:: To be done ::
Return every line of the listing below word for word, leaving out the pictures.

:: Source data ::
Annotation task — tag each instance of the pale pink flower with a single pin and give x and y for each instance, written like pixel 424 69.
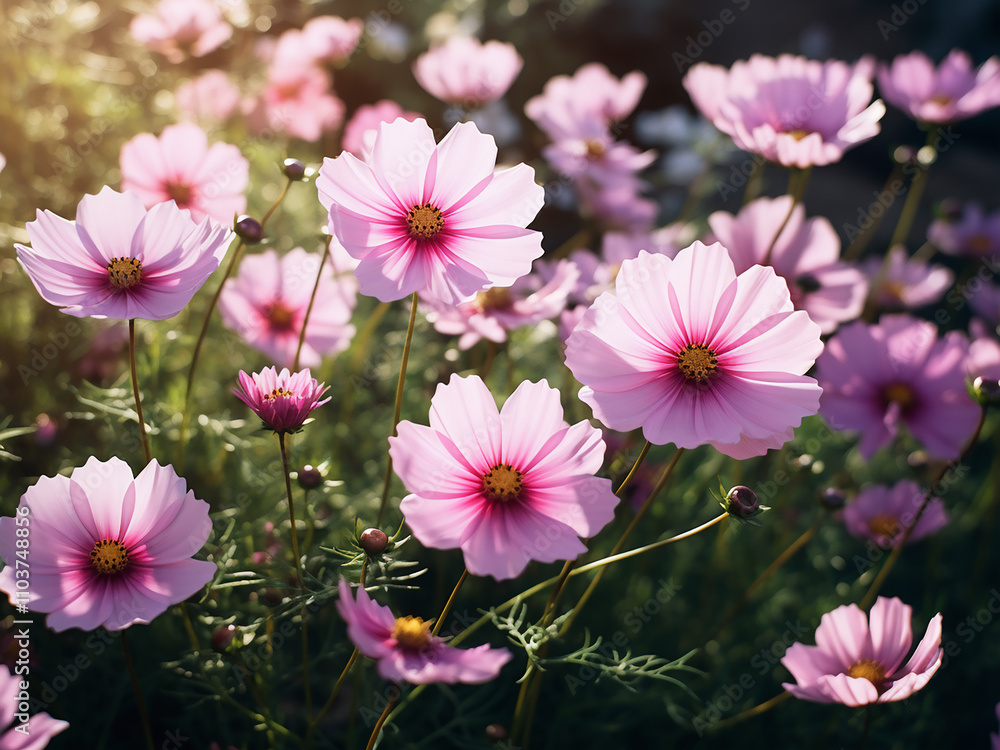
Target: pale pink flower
pixel 876 378
pixel 882 514
pixel 267 300
pixel 806 255
pixel 405 649
pixel 179 28
pixel 119 261
pixel 506 487
pixel 695 354
pixel 467 72
pixel 108 549
pixel 857 663
pixel 182 167
pixel 949 93
pixel 432 218
pixel 790 110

:: Exercise output ::
Annotation task — tag each instance of the pale pink flower with a single pin and give x and y for each instance, written like pixel 424 69.
Target: pale pink flower
pixel 876 378
pixel 882 514
pixel 267 300
pixel 806 255
pixel 405 649
pixel 179 28
pixel 119 261
pixel 506 487
pixel 695 354
pixel 467 72
pixel 108 549
pixel 857 663
pixel 182 167
pixel 949 93
pixel 432 218
pixel 790 110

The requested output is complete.